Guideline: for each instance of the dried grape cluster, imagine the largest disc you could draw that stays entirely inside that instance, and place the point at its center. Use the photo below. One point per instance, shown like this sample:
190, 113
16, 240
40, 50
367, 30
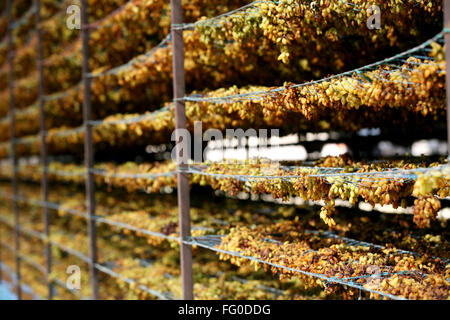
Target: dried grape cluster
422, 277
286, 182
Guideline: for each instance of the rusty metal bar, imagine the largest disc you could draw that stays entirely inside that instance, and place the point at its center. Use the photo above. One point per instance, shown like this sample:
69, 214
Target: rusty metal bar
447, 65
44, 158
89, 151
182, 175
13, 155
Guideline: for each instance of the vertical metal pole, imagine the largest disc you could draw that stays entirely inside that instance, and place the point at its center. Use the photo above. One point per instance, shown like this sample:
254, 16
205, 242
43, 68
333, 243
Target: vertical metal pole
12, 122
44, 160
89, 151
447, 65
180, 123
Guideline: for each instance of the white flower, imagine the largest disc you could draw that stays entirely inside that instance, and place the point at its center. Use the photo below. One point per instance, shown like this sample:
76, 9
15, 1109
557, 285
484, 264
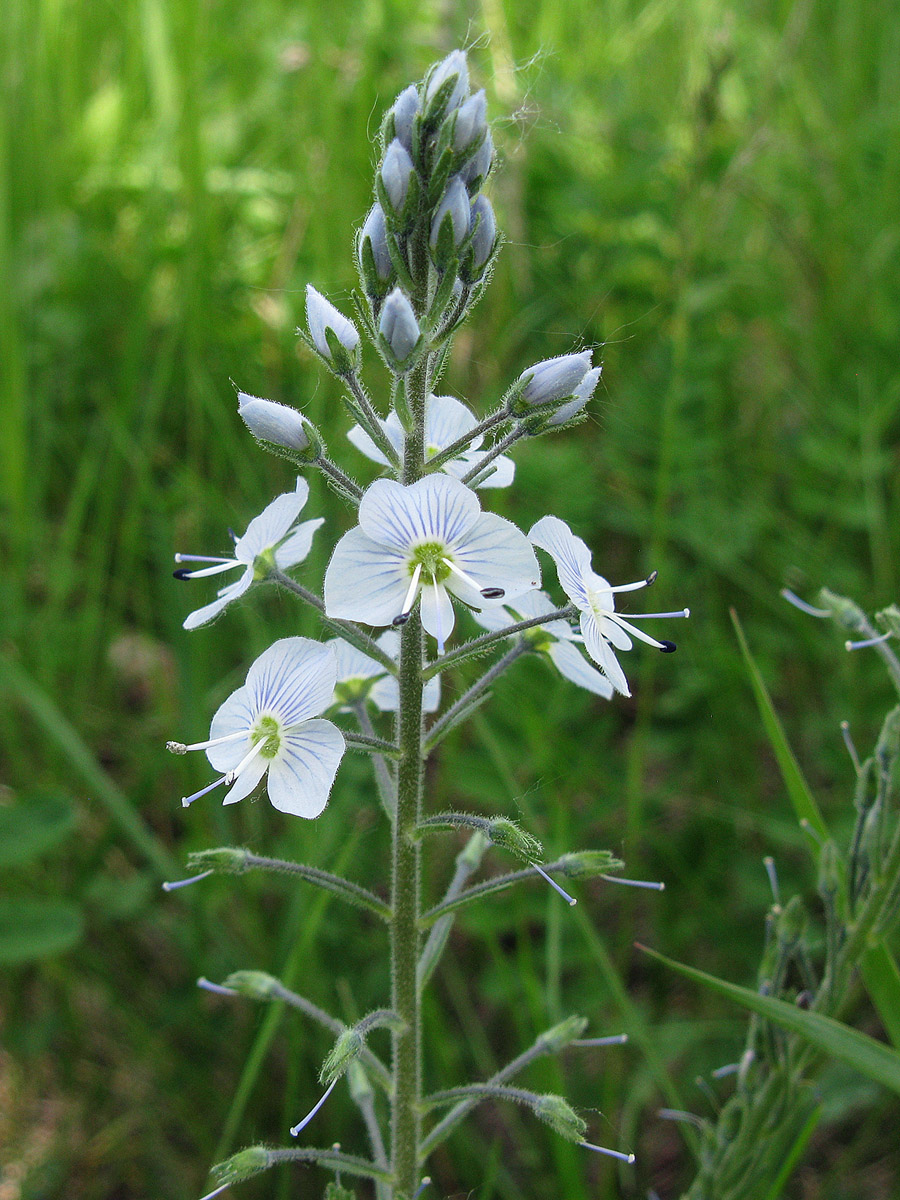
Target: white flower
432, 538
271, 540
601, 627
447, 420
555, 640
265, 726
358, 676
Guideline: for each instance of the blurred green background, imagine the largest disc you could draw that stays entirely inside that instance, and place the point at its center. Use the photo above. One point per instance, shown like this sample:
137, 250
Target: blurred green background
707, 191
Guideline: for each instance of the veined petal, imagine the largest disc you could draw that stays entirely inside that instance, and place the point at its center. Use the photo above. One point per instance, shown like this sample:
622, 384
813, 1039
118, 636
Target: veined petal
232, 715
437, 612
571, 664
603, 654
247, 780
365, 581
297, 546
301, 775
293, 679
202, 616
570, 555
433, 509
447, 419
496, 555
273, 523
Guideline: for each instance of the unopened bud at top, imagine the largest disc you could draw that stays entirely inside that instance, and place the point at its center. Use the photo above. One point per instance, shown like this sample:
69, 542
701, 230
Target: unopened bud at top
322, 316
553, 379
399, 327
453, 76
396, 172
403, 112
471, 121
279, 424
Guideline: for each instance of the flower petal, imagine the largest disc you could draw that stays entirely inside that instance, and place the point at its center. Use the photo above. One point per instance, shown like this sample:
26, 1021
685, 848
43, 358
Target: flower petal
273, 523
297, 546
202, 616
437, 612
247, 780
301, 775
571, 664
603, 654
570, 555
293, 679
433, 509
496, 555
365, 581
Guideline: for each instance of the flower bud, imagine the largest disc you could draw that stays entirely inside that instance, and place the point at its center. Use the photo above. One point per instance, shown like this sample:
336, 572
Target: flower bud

--

#### YOUR OBJECTIVE:
Within the entries, find all lines holding "below" and copy each one.

#### SOLUTION TO THE PROBLEM:
Guideline: for each instance of the dried grape cluster, imagine the largest disc you could draw that stays entirely inside that instance, and place the point at its center. Use the photo below. One point per instance, shown like this sample:
Guideline: for each instance of the white flower, imagine the largest disc you could draw that stays entirely inside that instance, and place the point at its center. Use the photo below. One point per instance, shown like this sample:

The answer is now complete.